# What the task asks:
The lines to be copied run from the one containing "Pick out the gold" to the end of the material below; reproduce them exactly, including both ends, and nothing more.

>> Start Records supplied

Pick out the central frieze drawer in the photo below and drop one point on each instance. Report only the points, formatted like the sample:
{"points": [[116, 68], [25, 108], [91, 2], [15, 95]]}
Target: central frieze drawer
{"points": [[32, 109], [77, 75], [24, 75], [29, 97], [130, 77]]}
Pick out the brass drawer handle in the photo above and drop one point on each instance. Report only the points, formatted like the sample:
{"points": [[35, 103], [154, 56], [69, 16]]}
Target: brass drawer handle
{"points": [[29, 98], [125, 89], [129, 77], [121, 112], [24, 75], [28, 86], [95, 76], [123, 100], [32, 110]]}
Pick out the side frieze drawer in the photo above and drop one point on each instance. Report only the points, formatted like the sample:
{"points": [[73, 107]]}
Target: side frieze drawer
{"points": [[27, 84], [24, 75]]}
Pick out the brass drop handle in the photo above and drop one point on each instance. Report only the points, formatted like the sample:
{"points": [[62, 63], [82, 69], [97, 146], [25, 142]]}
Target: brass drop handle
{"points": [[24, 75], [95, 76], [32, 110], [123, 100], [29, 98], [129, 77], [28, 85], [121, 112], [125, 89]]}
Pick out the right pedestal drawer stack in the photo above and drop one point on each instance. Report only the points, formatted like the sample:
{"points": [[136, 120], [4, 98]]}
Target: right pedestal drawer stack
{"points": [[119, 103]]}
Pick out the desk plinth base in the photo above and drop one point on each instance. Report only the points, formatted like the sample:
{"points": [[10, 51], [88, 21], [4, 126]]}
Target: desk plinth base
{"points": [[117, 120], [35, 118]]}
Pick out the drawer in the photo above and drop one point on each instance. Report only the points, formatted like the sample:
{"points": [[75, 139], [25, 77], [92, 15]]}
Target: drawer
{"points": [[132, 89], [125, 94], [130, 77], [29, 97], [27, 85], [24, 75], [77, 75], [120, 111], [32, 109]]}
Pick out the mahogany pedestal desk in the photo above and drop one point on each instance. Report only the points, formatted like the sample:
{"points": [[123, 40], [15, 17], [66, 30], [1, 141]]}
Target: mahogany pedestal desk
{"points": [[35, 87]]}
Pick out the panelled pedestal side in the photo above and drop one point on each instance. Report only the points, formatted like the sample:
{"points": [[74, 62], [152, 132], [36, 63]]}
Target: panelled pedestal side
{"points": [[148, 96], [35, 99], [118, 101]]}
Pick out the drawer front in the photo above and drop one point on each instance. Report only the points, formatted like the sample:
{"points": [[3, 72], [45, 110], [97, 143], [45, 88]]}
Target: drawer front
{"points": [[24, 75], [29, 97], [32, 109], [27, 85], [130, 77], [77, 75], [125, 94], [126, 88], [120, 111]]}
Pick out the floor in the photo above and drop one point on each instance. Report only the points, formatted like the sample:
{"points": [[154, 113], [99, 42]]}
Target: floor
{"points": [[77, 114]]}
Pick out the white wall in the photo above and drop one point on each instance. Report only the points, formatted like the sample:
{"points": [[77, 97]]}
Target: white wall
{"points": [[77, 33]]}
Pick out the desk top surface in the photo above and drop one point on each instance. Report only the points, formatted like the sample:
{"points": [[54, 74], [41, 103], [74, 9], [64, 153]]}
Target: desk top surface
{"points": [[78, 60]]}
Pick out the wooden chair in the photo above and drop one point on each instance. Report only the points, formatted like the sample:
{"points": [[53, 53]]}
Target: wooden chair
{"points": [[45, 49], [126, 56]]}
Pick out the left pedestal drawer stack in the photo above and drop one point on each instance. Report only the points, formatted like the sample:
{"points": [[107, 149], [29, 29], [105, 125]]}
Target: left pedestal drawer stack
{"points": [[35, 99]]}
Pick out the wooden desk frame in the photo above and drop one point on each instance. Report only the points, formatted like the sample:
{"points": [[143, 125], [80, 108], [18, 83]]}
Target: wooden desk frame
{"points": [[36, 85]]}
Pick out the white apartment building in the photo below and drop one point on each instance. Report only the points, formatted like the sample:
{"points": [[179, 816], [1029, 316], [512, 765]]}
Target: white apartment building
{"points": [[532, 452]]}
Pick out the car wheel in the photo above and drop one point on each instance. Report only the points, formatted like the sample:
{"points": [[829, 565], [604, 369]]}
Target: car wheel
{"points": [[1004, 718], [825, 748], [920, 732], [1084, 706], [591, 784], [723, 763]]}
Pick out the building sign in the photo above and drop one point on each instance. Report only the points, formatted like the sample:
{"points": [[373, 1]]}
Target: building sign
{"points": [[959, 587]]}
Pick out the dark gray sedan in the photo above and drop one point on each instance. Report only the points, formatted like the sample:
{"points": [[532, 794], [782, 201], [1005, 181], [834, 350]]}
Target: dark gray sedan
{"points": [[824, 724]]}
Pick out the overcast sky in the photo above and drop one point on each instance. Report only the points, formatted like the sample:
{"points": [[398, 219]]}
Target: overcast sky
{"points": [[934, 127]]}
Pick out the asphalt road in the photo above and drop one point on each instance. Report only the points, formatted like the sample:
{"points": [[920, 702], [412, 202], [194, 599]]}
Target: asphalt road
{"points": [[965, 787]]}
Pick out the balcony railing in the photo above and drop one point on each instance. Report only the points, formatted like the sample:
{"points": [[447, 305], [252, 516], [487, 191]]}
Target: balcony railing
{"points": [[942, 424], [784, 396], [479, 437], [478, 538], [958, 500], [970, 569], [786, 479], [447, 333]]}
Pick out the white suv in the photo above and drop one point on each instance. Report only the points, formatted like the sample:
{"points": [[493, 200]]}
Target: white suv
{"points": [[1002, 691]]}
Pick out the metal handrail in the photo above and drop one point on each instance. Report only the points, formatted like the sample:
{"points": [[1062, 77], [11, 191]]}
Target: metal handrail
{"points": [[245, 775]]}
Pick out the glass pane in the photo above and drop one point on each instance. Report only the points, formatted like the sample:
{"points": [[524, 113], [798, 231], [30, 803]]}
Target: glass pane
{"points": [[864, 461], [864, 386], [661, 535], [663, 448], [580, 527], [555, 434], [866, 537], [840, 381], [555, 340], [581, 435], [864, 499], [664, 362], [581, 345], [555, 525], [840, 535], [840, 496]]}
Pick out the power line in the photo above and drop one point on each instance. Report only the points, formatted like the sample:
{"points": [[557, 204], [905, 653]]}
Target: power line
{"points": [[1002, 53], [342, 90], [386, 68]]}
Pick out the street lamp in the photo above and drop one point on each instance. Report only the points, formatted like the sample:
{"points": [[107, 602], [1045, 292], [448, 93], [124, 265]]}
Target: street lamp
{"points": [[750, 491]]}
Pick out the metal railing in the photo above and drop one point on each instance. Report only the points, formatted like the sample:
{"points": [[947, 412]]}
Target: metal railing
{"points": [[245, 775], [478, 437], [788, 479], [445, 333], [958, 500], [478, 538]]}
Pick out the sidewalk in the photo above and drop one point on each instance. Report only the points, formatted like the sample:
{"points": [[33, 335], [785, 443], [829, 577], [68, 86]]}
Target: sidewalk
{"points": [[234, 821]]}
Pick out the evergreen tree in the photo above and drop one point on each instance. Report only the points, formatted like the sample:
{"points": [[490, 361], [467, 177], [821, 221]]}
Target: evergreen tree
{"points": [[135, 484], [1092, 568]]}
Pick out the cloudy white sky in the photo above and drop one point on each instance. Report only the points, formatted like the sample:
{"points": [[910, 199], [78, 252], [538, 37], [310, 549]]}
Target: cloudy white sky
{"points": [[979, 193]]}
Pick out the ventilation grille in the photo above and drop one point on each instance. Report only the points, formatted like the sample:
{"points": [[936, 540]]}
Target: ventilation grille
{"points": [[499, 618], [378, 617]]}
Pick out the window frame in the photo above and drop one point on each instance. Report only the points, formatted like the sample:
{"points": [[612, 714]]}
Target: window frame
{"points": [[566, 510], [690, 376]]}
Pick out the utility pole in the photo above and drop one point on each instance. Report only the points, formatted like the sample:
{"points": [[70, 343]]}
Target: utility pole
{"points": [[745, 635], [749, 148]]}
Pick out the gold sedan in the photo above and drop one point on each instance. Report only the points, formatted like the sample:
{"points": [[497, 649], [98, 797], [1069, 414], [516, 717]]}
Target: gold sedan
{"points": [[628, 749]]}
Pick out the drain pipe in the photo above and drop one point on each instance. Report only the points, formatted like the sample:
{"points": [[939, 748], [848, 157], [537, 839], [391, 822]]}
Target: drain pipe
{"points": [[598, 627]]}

>> End Records supplied

# Final answer:
Pick out the gold sedan in the photo above and drop one point on each instance. Report only the points, formatted like the sample:
{"points": [[497, 649], [98, 797], [1069, 414], [516, 717]]}
Target: gold sedan
{"points": [[628, 749]]}
Pick out the drain pipe in the photo above and drop one point on each instance. Report only the points, formatted like the sample:
{"points": [[939, 748], [848, 157], [537, 839], [391, 822]]}
Target: drain pipe
{"points": [[598, 627]]}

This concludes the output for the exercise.